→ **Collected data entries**
####################

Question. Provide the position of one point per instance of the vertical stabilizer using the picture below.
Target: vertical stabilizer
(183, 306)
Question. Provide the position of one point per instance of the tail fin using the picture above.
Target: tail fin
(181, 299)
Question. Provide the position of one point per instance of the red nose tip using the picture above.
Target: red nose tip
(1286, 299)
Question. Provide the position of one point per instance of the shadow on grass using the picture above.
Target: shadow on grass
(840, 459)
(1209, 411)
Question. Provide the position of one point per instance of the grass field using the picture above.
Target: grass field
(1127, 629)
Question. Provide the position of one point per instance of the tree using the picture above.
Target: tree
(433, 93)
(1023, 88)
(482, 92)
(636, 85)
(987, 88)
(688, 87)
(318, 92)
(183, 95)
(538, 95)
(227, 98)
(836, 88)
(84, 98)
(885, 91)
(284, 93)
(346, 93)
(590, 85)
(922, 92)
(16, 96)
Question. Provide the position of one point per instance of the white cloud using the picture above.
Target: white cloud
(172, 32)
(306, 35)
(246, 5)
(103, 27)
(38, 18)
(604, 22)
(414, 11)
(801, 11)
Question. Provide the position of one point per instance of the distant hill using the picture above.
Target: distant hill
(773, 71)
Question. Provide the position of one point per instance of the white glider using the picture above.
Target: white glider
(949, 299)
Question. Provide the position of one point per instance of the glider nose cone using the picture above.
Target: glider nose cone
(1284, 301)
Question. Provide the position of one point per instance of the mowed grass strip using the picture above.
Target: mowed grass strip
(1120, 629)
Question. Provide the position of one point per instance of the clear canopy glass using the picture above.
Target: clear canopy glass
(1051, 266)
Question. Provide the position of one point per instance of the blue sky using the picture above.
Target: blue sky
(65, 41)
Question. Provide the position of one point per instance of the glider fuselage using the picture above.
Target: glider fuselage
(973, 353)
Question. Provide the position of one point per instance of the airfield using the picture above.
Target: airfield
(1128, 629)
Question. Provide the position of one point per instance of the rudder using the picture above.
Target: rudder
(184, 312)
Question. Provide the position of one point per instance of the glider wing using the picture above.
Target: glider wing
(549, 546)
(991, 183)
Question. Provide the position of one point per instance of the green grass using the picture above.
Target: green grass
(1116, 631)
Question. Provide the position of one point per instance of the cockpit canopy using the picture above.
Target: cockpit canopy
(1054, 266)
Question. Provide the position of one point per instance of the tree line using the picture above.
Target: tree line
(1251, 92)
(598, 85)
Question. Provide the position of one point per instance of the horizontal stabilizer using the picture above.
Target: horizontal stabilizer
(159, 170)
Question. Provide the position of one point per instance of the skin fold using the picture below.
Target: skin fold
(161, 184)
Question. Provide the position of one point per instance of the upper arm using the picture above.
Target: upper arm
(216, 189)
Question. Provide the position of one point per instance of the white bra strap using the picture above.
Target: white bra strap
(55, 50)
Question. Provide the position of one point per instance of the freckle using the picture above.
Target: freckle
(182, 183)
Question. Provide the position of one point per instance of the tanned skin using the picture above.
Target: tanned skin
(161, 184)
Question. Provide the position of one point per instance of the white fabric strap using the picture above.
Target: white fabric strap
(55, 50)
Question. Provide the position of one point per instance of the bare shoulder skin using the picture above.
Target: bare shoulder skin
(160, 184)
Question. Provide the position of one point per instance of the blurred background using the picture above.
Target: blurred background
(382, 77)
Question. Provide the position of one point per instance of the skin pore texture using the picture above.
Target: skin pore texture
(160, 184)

####################

Considering only the records above, state the number of lines that include the word "below", with nothing added.

2